## [EXERCISE REQUIREMENTS]
Reproduce every one of the lines below word for word, leaving none out.

[Source data]
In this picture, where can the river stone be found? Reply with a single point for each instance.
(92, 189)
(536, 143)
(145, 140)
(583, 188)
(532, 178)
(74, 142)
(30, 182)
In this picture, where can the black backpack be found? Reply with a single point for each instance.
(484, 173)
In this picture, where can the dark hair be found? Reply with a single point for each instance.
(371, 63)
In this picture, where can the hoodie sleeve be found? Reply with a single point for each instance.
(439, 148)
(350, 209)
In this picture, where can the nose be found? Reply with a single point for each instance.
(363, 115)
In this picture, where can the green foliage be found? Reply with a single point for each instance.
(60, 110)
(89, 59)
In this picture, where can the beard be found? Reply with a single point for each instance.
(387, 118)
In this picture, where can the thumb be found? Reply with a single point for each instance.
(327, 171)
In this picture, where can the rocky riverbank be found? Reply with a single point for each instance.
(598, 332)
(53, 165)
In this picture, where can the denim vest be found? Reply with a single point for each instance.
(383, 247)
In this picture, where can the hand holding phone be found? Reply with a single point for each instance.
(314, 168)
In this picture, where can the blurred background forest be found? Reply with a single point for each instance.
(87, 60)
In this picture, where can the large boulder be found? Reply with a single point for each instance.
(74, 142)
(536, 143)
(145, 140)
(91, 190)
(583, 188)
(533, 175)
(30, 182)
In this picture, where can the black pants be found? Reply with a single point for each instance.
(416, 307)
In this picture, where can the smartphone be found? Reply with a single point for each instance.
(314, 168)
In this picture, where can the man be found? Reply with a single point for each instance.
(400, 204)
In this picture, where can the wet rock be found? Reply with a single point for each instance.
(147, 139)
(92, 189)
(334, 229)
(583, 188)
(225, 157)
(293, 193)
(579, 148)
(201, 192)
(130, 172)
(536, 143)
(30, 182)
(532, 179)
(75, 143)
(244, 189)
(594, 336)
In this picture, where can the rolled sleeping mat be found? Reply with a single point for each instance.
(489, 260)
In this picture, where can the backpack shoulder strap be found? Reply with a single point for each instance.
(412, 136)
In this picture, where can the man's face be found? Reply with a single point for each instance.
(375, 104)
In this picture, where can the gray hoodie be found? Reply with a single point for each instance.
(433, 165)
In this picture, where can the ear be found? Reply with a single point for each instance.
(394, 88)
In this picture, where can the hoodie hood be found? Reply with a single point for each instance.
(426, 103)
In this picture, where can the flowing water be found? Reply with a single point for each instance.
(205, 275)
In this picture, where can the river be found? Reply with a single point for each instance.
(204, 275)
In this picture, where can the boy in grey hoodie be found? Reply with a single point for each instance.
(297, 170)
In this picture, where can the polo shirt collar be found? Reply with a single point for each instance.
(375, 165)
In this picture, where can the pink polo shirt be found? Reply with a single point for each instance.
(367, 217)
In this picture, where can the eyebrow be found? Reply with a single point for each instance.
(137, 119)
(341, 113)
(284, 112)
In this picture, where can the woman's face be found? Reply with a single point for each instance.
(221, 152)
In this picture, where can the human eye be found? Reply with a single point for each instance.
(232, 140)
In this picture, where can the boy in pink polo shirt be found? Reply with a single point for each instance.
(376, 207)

## [COMPLETED TASK]
In this picture, where can the river stone be found? Reply with a single point for each instance.
(92, 189)
(536, 143)
(145, 140)
(583, 188)
(532, 178)
(74, 142)
(30, 182)
In this picture, where can the black backpack be found? Reply with a single point for each instance.
(484, 173)
In this picture, where can the dark hair be found? Reply with a single point for each instance.
(371, 63)
In this picture, where can the hoodie sleeve be found? Reply with a single point for each instance.
(439, 148)
(350, 209)
In this picture, where can the nose be found? Reply with a single point for each instance.
(363, 115)
In this picture, where can the green foliage be found? Reply with a single point for each instance.
(60, 110)
(89, 59)
In this picture, where can the beard be found? Reply with a single point for each instance.
(387, 118)
In this picture, where can the thumb be found? Reply with a single point for each instance.
(327, 171)
In this picture, where can the rocky riverbank be found? Reply with a single point for each instance.
(598, 332)
(53, 165)
In this picture, where can the denim vest be found? Reply with a single point for each instance.
(383, 247)
In this picture, where can the hand holding phone be found? Reply with a single point for each instance.
(314, 168)
In this picture, where can the blurred background forest be found? Reply with a single point for each instance.
(87, 60)
In this picture, where can the large boulder be found? Reply with a single point for each instance.
(74, 142)
(536, 143)
(145, 140)
(91, 190)
(583, 188)
(533, 175)
(30, 182)
In this picture, where can the black pants be found? Reply with a single point for each instance.
(416, 307)
In this picture, where can the smartphone be found? Reply with a single point for each instance.
(314, 168)
In this picture, where can the man be found? Reply with a single point for each instance.
(400, 204)
In this picture, where can the wet rock be found? Reply with a single point for each instance.
(147, 139)
(92, 189)
(334, 229)
(583, 188)
(225, 157)
(293, 193)
(579, 148)
(201, 192)
(130, 172)
(536, 143)
(30, 182)
(532, 179)
(75, 143)
(244, 189)
(594, 336)
In this picture, where can the rolled sleeping mat be found? Reply with a single point for each instance.
(489, 260)
In this picture, where can the backpack shoulder strap be found? Reply with a single point for each instance.
(412, 136)
In this picture, where can the man's face be found? Reply with a single point for each instance.
(375, 104)
In this picture, where can the gray hoodie be found? Reply with a single point for each instance.
(433, 165)
In this picture, where can the ear be found? Reply with a single point for each instance.
(394, 88)
In this picture, where can the hoodie hood be found? Reply with a single point for each instance.
(426, 103)
In this picture, where can the flowing water be found? Reply with a single point for each instance.
(205, 275)
In this picture, where can the river be found? Reply with a single point for each instance.
(204, 275)
In this picture, where can the boy in grey hoodie be found? Reply with a single point for each instance.
(297, 170)
In this picture, where can the polo shirt collar be found? Reply with a single point for each instance.
(375, 165)
In this picture, where can the pink polo shirt be found? Reply with a single point for each instance.
(367, 217)
In this picture, where can the eyebrow be found? Reply with a single point for each instance.
(137, 119)
(341, 113)
(284, 112)
In this picture, where can the woman's face be found? Reply with a single point for each instance.
(221, 152)
In this picture, where can the human eye be found? Reply with a single point for each instance.
(232, 140)
In this picture, where can the boy in pink polo shirt be found? Reply with a single point for each instance.
(376, 207)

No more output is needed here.